REQUIRED ACTION | Throughout the listing below, show every line in which "blurred" occurs.

··· SUPPLIED INFORMATION

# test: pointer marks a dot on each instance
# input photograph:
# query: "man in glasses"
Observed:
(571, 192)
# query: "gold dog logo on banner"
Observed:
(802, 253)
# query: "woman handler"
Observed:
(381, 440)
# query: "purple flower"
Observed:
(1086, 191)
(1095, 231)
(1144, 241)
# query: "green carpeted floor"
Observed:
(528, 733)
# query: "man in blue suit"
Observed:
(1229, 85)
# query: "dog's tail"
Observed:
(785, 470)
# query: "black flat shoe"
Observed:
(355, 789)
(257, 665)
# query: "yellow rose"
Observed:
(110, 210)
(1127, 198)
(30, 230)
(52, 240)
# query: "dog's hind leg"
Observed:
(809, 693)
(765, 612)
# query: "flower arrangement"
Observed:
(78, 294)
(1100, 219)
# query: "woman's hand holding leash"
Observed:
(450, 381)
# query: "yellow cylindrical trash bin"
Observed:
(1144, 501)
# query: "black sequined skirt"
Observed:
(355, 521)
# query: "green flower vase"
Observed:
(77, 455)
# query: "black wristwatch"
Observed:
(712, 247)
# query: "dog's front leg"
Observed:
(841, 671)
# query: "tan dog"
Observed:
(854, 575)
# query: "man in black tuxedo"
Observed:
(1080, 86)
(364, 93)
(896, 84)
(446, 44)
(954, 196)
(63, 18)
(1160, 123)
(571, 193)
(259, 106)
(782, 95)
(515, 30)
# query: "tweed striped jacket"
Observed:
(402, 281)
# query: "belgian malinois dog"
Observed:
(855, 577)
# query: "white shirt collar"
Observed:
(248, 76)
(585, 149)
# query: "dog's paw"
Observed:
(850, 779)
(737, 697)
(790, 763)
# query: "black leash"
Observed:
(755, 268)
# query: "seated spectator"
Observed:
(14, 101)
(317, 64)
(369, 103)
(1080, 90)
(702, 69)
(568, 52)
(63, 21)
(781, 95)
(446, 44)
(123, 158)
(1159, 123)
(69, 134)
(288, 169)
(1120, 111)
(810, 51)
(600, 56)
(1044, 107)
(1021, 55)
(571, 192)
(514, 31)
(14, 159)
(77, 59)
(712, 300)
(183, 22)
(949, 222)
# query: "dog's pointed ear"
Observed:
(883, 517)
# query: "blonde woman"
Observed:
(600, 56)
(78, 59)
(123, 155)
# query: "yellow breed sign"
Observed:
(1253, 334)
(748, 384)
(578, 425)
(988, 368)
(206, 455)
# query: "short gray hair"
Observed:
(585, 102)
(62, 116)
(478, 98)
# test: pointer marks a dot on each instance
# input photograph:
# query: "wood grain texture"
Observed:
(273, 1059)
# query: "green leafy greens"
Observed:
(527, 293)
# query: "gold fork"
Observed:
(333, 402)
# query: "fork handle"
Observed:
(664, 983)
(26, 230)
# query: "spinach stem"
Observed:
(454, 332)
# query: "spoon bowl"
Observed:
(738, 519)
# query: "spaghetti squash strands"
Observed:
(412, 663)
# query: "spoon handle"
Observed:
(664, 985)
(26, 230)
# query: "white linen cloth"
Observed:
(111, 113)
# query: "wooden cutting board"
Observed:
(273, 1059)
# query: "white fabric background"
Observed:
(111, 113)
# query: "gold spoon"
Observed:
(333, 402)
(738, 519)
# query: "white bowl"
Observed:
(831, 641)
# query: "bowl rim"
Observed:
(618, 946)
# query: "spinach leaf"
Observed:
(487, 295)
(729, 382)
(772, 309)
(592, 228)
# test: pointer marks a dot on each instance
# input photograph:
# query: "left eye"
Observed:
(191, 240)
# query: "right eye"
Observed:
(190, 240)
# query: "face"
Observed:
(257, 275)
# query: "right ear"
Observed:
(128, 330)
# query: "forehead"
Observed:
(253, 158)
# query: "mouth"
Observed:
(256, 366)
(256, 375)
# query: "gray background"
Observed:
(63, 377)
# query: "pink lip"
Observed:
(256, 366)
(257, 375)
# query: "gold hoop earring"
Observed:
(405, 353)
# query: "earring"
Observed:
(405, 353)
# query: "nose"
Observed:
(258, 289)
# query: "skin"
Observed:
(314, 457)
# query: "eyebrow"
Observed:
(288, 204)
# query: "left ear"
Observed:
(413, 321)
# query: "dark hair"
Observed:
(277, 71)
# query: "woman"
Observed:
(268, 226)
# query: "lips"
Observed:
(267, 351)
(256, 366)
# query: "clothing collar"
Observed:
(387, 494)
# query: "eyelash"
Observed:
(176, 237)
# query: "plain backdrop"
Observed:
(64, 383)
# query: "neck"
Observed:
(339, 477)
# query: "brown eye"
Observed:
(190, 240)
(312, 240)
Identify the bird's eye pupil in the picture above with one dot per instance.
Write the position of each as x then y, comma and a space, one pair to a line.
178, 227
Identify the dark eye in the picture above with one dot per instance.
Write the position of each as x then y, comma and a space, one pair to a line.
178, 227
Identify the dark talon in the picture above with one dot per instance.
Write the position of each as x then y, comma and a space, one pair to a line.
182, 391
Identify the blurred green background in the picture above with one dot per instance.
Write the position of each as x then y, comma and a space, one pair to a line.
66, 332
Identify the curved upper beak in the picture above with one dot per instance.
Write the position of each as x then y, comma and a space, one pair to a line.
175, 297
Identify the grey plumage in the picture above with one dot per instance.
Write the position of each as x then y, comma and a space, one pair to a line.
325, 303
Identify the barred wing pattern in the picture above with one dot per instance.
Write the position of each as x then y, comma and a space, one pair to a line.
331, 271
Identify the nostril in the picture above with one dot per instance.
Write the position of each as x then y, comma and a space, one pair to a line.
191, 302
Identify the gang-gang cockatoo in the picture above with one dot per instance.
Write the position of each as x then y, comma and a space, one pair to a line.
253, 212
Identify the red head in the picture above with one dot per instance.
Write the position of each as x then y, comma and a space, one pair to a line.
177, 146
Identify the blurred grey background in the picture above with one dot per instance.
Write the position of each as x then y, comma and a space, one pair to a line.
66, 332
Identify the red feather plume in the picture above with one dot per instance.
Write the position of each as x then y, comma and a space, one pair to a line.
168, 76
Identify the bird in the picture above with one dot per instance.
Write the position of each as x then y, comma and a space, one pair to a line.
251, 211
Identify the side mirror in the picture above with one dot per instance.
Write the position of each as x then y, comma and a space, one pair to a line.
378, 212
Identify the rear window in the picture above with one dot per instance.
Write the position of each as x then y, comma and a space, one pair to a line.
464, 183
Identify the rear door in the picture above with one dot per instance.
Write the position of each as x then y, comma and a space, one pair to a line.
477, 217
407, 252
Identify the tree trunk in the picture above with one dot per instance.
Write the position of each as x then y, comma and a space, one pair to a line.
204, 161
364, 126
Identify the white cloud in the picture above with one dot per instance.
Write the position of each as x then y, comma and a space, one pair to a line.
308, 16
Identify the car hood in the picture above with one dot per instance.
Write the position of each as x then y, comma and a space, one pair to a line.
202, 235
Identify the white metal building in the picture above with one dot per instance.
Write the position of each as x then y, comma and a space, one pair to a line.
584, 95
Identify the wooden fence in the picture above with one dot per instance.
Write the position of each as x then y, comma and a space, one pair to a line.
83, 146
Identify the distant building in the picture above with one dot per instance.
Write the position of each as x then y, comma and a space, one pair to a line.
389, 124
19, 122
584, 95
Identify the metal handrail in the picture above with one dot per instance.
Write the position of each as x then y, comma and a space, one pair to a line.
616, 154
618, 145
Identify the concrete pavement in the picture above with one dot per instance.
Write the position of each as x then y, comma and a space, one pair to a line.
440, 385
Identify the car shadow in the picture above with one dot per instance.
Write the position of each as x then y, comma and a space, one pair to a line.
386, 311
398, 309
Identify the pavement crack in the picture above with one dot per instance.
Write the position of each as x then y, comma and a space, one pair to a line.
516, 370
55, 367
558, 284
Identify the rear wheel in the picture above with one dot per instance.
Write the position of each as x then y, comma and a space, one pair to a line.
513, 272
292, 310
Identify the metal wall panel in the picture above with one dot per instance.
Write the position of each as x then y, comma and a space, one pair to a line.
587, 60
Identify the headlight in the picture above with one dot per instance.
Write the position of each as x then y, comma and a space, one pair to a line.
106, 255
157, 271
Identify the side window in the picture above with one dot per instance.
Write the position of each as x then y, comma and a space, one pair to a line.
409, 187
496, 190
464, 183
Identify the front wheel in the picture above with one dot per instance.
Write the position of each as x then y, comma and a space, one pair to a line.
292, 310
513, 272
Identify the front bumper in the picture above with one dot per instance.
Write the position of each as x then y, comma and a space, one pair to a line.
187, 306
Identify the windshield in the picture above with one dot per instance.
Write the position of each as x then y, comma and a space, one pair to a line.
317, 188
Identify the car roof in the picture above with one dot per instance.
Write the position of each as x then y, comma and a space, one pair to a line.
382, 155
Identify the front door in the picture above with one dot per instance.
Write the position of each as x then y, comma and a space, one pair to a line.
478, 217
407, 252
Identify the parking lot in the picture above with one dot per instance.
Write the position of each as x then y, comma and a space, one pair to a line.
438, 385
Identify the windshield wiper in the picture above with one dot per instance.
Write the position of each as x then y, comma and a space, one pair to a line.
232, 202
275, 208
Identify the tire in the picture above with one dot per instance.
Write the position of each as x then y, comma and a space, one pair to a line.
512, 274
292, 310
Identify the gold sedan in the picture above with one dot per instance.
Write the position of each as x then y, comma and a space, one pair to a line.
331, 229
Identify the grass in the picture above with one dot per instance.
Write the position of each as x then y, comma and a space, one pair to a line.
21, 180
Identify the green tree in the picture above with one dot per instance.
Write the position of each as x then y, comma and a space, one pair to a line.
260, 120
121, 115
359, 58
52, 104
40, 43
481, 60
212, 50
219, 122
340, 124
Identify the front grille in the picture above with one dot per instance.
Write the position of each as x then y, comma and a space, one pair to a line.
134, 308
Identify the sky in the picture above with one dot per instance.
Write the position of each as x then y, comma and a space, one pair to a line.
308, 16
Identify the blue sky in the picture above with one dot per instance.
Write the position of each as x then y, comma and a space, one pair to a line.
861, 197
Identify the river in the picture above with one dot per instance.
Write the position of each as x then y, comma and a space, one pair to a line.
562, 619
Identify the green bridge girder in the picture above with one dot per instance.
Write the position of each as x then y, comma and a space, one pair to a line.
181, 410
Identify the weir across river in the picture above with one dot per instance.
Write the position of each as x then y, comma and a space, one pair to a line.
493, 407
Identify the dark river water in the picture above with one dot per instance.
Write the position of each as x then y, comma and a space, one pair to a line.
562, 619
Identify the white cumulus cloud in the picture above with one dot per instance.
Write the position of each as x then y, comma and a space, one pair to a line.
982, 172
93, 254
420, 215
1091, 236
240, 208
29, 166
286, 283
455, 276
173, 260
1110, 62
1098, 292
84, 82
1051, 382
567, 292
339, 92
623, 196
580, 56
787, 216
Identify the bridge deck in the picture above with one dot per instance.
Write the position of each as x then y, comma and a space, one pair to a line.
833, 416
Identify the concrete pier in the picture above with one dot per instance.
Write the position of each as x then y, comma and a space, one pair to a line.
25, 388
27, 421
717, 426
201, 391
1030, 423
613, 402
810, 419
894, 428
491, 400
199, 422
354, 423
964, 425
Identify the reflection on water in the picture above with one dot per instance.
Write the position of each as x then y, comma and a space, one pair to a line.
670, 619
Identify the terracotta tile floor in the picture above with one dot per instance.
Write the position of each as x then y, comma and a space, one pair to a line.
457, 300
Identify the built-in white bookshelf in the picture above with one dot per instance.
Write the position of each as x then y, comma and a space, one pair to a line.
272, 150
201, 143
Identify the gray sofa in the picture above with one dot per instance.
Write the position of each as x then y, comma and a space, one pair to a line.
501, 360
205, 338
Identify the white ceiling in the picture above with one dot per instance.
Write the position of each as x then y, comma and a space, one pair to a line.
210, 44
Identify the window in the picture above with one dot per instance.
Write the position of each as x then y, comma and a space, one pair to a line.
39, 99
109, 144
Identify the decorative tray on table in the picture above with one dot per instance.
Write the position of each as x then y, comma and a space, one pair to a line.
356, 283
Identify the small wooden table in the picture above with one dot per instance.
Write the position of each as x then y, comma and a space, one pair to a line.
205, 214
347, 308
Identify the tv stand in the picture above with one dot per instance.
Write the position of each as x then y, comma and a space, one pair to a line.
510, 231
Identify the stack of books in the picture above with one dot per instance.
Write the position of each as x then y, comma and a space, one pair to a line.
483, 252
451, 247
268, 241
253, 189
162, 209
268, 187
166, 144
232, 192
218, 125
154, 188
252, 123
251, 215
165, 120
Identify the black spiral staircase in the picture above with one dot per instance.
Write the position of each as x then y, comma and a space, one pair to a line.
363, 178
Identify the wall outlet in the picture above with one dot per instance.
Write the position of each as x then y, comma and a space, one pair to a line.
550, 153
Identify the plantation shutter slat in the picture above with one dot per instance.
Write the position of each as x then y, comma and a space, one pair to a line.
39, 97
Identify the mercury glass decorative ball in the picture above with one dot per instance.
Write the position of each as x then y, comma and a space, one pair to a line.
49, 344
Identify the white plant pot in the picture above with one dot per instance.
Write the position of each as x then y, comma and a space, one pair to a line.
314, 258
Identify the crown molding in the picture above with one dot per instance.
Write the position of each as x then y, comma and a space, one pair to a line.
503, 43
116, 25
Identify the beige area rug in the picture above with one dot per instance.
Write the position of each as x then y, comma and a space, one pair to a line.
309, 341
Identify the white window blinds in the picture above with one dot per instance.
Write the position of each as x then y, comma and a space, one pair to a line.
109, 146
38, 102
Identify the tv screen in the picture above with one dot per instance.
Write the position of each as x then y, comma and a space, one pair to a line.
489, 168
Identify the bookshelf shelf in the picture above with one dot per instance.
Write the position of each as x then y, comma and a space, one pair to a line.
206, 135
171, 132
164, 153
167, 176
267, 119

······

RESPONSE BELOW |
Identify the blurred green background in the picture above with one dot per instance.
Identify the blurred grey background in the picture above with one dot per instance.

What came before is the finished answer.